### TRY IT
Verbatim copy without images: return all of the data as it stands.

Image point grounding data
################
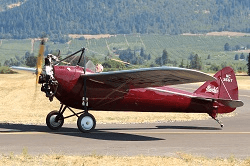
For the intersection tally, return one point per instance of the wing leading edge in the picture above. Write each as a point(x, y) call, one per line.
point(149, 77)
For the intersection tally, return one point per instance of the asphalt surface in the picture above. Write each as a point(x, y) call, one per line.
point(204, 137)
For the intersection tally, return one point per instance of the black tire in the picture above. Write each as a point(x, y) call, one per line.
point(50, 120)
point(86, 123)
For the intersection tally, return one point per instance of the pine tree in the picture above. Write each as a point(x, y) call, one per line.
point(182, 64)
point(248, 64)
point(165, 57)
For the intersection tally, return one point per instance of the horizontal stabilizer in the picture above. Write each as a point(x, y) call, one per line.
point(226, 102)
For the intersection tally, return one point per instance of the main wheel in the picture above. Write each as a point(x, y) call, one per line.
point(86, 123)
point(54, 120)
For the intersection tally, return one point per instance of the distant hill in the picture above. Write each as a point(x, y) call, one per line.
point(31, 18)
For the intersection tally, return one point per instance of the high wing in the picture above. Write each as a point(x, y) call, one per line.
point(148, 77)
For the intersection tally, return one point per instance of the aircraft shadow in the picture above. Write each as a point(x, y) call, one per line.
point(66, 131)
point(189, 127)
point(166, 127)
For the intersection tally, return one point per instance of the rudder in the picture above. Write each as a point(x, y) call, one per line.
point(224, 87)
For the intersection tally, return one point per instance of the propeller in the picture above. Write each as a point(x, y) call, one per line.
point(39, 62)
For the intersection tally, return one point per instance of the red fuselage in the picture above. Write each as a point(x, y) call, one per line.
point(103, 97)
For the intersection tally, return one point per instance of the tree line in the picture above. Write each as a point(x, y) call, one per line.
point(58, 18)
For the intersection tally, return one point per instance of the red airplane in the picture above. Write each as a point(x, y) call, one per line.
point(143, 90)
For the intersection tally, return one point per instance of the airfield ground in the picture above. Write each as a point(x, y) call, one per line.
point(94, 160)
point(21, 102)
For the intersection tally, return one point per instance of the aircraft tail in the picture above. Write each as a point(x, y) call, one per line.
point(224, 91)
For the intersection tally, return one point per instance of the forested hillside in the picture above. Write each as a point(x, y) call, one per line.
point(30, 18)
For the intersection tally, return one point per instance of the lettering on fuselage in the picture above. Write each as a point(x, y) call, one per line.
point(211, 89)
point(228, 78)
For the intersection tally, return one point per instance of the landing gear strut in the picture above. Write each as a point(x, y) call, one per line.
point(86, 122)
point(214, 116)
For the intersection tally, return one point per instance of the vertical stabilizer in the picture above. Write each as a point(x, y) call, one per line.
point(225, 86)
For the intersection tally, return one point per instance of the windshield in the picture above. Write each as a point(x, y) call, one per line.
point(90, 65)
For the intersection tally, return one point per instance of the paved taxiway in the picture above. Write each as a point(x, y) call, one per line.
point(196, 137)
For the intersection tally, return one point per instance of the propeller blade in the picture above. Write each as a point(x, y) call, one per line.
point(39, 62)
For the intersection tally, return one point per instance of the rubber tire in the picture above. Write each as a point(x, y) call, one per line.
point(83, 120)
point(57, 125)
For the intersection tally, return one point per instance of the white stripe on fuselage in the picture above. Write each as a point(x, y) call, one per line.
point(167, 91)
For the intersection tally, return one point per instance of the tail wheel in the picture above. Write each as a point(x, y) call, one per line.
point(86, 123)
point(54, 120)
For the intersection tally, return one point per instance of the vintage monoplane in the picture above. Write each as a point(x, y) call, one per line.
point(143, 90)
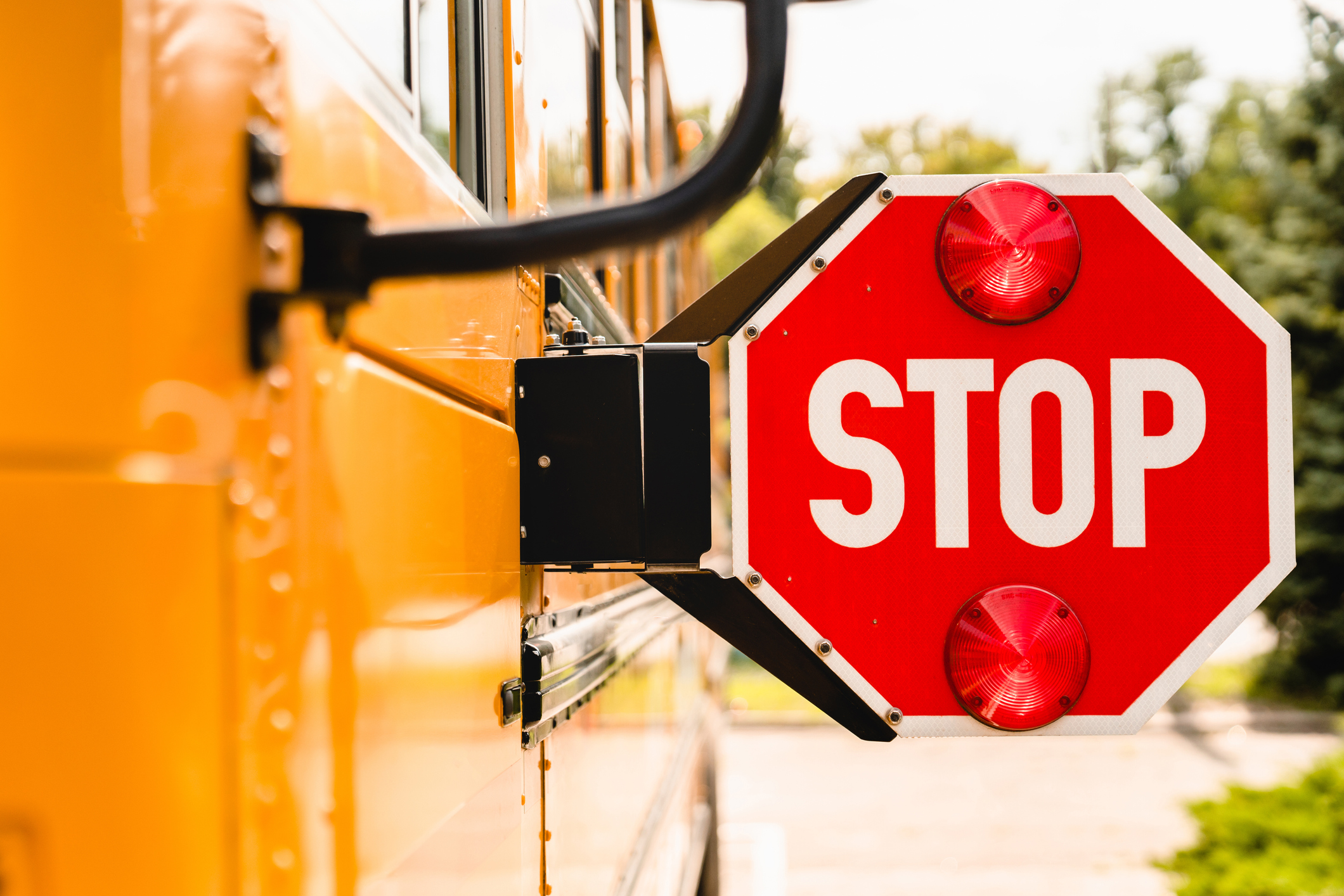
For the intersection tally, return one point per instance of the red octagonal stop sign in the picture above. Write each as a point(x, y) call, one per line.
point(919, 485)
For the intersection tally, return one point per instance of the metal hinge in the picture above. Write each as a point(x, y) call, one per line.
point(511, 701)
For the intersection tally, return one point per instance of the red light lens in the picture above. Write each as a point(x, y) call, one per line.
point(1009, 252)
point(1016, 657)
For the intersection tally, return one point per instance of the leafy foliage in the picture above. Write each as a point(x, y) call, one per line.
point(1267, 200)
point(1285, 842)
point(922, 147)
point(742, 231)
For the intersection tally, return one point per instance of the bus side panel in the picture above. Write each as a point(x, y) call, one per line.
point(631, 766)
point(113, 760)
point(457, 332)
point(428, 502)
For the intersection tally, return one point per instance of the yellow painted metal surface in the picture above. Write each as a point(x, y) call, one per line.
point(254, 625)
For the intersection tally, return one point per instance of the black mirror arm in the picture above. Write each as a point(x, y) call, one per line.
point(342, 257)
point(343, 254)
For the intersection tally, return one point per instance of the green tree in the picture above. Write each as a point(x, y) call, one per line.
point(1285, 842)
point(921, 147)
point(742, 231)
point(1265, 198)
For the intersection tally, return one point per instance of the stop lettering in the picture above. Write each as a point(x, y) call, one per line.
point(1007, 511)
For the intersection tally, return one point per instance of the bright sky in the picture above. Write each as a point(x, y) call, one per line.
point(1024, 72)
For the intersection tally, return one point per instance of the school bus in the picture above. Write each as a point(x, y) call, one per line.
point(264, 625)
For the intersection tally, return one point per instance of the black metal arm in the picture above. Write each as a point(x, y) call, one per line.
point(725, 175)
point(343, 255)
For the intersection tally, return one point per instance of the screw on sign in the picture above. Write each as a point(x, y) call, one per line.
point(1015, 452)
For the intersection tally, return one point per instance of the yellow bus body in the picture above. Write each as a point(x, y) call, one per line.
point(254, 625)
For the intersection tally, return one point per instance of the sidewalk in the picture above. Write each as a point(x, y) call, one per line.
point(811, 810)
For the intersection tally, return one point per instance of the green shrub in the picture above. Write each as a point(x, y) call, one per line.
point(1284, 842)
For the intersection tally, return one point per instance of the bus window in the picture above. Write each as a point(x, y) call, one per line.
point(436, 80)
point(561, 43)
point(479, 98)
point(378, 29)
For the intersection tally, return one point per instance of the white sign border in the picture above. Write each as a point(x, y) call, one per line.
point(1280, 432)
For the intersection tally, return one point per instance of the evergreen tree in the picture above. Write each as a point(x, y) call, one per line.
point(1267, 200)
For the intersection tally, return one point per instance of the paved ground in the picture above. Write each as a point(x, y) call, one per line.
point(811, 810)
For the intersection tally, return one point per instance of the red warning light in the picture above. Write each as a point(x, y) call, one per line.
point(1009, 252)
point(1016, 657)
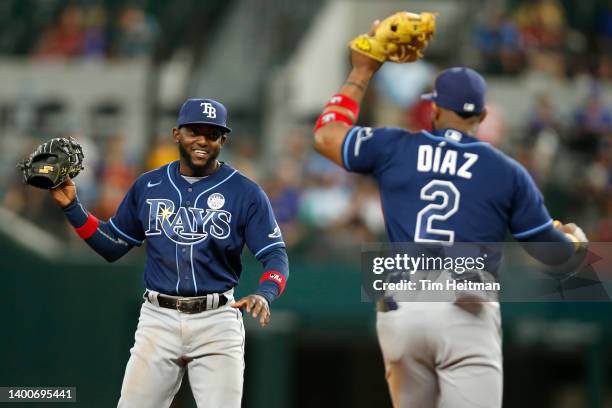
################
### SOLUTION TO THIS EXERCISE
For the intersection tally, return one point per instance of the wing leading edge in the picture above. Write each as a point(x, y) call, one per line.
point(149, 77)
For the intersection tally, return one point per instance of the asphalt surface in the picture above. Write each as a point(x, y) call, one per line.
point(204, 137)
For the intersection tally, return one point per instance of the black tire in the picture above. Write each as a point(x, y) call, one per line.
point(50, 120)
point(86, 123)
For the intersection tally, return one point per instance of the pine tree in the picture above. Write each as a point(x, y) call, one per line.
point(182, 64)
point(248, 64)
point(165, 57)
For the intersection tally, return one point per instance of the horizontal stabilizer in the picture above. Write each as a point(x, y) call, one per line.
point(226, 102)
For the intersection tally, return one point per instance of the main wheel in the picture above. Write each as a point(x, y) call, one per line.
point(86, 123)
point(54, 120)
For the intersection tally, return one point per instance of the distant hill in the picture above. Write each as a point(x, y) call, one per line.
point(31, 18)
For the intersection tally, return one point per instance of the high wing in the picture above. Write each as a point(x, y) call, one per line.
point(148, 77)
For the intersection tally, return one point per instance of the aircraft shadow in the picture above. Write each as a point(x, y) call, one per line.
point(66, 131)
point(189, 127)
point(166, 127)
For the intersection tally, return one point per instance of the rudder in the picture above. Write each as a point(x, y) call, one per line.
point(224, 87)
For the intersection tally, return one point per instance of the propeller in the picture above. Write each as a point(x, y) call, one per line.
point(39, 62)
For the intersection tally, return one point per instance of the red fuselage in the picture above. Write each as a point(x, y) call, one per line.
point(103, 97)
For the intersection tally, return one point per instance of the tree line in the picture above. Write each as a point(x, y) call, one per line.
point(58, 18)
For the intersection tally, return one point per instance of the red airplane in the picture above. Write each as a point(x, y) call, one per line.
point(143, 90)
For the intersection tally, return one point per instance of the airfield ground in the picture above. Write each as a point(x, y) call, one per line.
point(94, 160)
point(21, 102)
For the intersection tally, return one point per instance of the aircraft tail in the picture above. Write each as a point(x, y) call, one per line.
point(224, 91)
For the intersection tally, return one point per instance of the forested hillside in the picture above. Write each as a point(x, y) call, one per line.
point(30, 18)
For the intersection tally, return one point per instance of the lettering on fuselage in the picture above. Write each as a point(x, y) call, one per line.
point(211, 89)
point(228, 78)
For the intersection tally, return one point per instance of the landing gear strut in the picture above. Write each as a point(x, y) call, one per line.
point(86, 122)
point(214, 116)
For the intersection tally, return one point per instance of the vertical stabilizer in the picture above. Write each as a point(x, y) call, one per line.
point(225, 86)
For the intersection tally, return one point per instance of the windshield in the picture above. Write each as a point(x, y) call, one per line.
point(90, 65)
For the intersection tally, return one point per instance of the paved taxiway in the picture above. Write each as a point(x, y) call, one per line.
point(196, 137)
For the intersection tally, return one point per instance of the propeller blade in the picture above. Write each as a point(x, y) call, one per line.
point(39, 62)
For the intersection tally, return one point per instance of the rubber tire in the picture above. Write each as a point(x, y) call, one per line.
point(83, 120)
point(57, 125)
For the intersection tally, return one point per instance of the white stripe on fuselage in the picture above. Write each as a point(x, y) call, one per line.
point(167, 91)
For the intersection tally, return one point per instance of the tail wheel in the picture above. Write each as a point(x, y) call, one per line.
point(86, 123)
point(54, 120)
For the intersection tally, return one point per instance of the vintage monoplane in the picture above. Write each as a point(x, y) call, one per line.
point(143, 90)
For the intersection tally, return one point per instance of the red octagonal stop sign in the picture above. Write each as a point(x, y) call, one per line.
point(919, 485)
For the intersection tally, return one point per instance of the metal hinge in the picture above. Write each as a point(x, y) call, one per line.
point(511, 701)
For the intersection tally, return one point per instance of the red light lens in the picture above. Write each as a point(x, y) call, one per line.
point(1009, 252)
point(1016, 657)
For the intersection tally, return one point per instance of the leafy foliage in the picture above. Write each as a point(x, y) call, one per line.
point(1267, 200)
point(1285, 842)
point(922, 147)
point(742, 231)
For the intersection tally, return one point per instance of the bus side panel in the picture above. Write each as a point(x, y) call, one per line.
point(631, 766)
point(113, 760)
point(457, 332)
point(428, 502)
For the intersection tally, return one point per instance of the yellow painted metal surface in the picture above. Write each as a point(x, y) call, one per line.
point(254, 625)
For the intersection tally, return one point per instance of the black mirror arm in the picture above. Write each as a point(x, y) call, one per line.
point(342, 257)
point(343, 254)
For the intersection tally, return one point per instance of the green tree in the picture above. Write each as a point(x, y) call, one per line.
point(1285, 842)
point(921, 147)
point(742, 231)
point(1265, 198)
For the intersection tally, return one point per instance of the stop lettering in the picture above. Write each as a point(x, y) call, one per line.
point(1007, 511)
For the intersection tally, return one point per instance of the bright sky in the picture above. Write each as a point(x, y) call, one per line.
point(1024, 72)
For the intersection tally, return one point per instance of the school bus in the picture above. Write each as a point(x, y) call, one per line.
point(264, 625)
For the intersection tally, return one point per instance of the black metal arm in the picture above. Write each as a point(x, y) call, one per line.
point(725, 175)
point(343, 255)
For the intersection tally, return one point per instance of the screw on sign in the picture above. Write each as a point(x, y) call, one per line.
point(1015, 452)
For the intersection tally, return one point per instance of the yellow bus body in the picture above. Write each as a point(x, y) call, one per line.
point(254, 625)
For the intersection tally, return one point per instance of the sidewalk in the picture above. Write each as a point(x, y) call, one per line.
point(811, 810)
For the intersection tally, return one point per instance of the green shrub in the picture above. Write each as a point(x, y) call, one per line.
point(1284, 842)
For the intersection tally, return one point per instance of the bus window in the picture above. Write each as a point(x, y) call, one per line.
point(436, 80)
point(561, 43)
point(479, 98)
point(378, 29)
For the intersection tally, return one point per instance of the white sign border in the picture above. Write each as a point(x, y) call, one per line.
point(1280, 432)
For the intersection tally, return one point per instance of the evergreen tree in the picture above. Write each as a point(x, y) call, one per line.
point(1267, 200)
For the intersection tally, return one point per instance of the paved ground in the picture above. Write each as a point(x, y) call, one per line.
point(811, 810)
For the intersection tally, return one point per instance of the red warning light in the picture above. Write each as a point(x, y) call, one per line.
point(1009, 252)
point(1016, 657)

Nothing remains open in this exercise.